- What needs to be done -
Please reproduce each of the records below verbatim, keeping every line in its original order.

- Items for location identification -

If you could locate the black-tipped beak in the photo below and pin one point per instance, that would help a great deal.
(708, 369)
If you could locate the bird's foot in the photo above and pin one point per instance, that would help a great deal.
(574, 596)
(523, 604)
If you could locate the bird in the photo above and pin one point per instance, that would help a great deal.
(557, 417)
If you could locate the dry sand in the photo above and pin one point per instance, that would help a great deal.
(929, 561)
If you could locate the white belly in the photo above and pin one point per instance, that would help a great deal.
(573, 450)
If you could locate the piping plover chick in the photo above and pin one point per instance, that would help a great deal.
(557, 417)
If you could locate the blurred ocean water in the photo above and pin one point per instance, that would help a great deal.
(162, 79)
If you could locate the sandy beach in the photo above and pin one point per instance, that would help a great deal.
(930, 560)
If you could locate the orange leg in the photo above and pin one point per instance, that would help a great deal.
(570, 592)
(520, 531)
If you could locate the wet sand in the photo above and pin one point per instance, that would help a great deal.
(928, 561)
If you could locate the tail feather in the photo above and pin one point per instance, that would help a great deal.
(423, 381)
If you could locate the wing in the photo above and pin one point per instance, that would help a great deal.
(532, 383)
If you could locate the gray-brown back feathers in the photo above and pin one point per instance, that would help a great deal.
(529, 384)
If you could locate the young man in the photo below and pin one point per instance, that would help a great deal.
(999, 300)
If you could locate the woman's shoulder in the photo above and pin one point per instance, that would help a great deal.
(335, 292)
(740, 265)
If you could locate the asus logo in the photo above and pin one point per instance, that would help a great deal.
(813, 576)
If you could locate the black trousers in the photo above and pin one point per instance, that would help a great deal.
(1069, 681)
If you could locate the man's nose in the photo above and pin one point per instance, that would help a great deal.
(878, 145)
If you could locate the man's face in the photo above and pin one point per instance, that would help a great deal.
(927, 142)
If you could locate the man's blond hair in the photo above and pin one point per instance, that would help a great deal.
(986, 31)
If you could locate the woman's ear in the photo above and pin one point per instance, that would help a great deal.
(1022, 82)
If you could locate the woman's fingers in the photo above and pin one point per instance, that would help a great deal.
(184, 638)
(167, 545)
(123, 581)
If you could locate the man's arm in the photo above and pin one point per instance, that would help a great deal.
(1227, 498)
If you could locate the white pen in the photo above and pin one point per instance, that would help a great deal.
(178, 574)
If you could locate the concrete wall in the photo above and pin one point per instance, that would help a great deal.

- Result -
If you could locate the black-tipped beak in the photo below and pin one point per instance, that would help a great deal.
(708, 369)
If you could locate the bird's foot in the photo above and pin one point per instance, that would help a great deal.
(574, 596)
(523, 604)
If you could locate the bird in the photo above and pin one point per instance, that would help a great deal.
(557, 417)
If you could locate the dry sand in the photo above and pin one point per instance, that would help a great deal.
(929, 561)
If you could locate the white belly in the photo above and pin one point per instance, that would help a great deal.
(573, 450)
If you could locate the piping plover chick in the photo above and pin one point per instance, that would help a great deal.
(557, 417)
If you could locate the blurred ocean water in the photo above and pin one point per instance, that would help a great deal.
(162, 79)
If you could locate the sandy beach in the photo above and pin one point per instance, that would help a great deal.
(930, 560)
If you could locate the orange leg in the photo above and pin one point per instance, that would help a great deal.
(570, 592)
(520, 531)
If you could locate the wet sand in the photo above and pin one point per instance, that would help a great deal.
(928, 561)
If you could locate the tail feather in the photo above and pin one point per instance, that would help a great deal.
(423, 381)
If you could locate the wing in the photo above and pin one point per instance, that would help a great deal.
(532, 383)
If you could locate the gray-brown back feathers in the photo above and pin one point per instance, that would help a great deal.
(529, 384)
If you could locate the young man in the photo below and pin one point per instance, that would help a great deal.
(999, 300)
If you could locate the woman's shoulder in the photo above and pin one point per instance, that would help a great deal.
(335, 292)
(740, 265)
If you could locate the asus logo in the photo above and pin one point per instance, that would help a great deal.
(813, 576)
If you could locate the black trousers in the photo above and pin one point per instance, that would help a great deal.
(1069, 681)
If you could locate the man's nose in the photo above and pin one point per instance, that would help a great deal.
(878, 145)
If you could locate the man's face in the photo above and pin one point per instance, that would help a great deal.
(927, 142)
If you could locate the man's blond hair in the photo above and pin one point per instance, that would help a great deal.
(986, 31)
If you could locate the woman's ear in the photo above and pin one point per instance, that would help a great deal.
(1022, 82)
If you could locate the woman's fingers in the photo above and pin one point per instance, that would help a great deal.
(184, 638)
(167, 545)
(123, 581)
If you could locate the man's arm in the photo above and pin one point per instance, that would help a great deal.
(1227, 498)
If you could locate the white pen in the photo above and pin one point per instance, that would help a great deal.
(178, 574)
If you could locate the concrete wall in the photo above and pin one point per instance, that would help a great deal.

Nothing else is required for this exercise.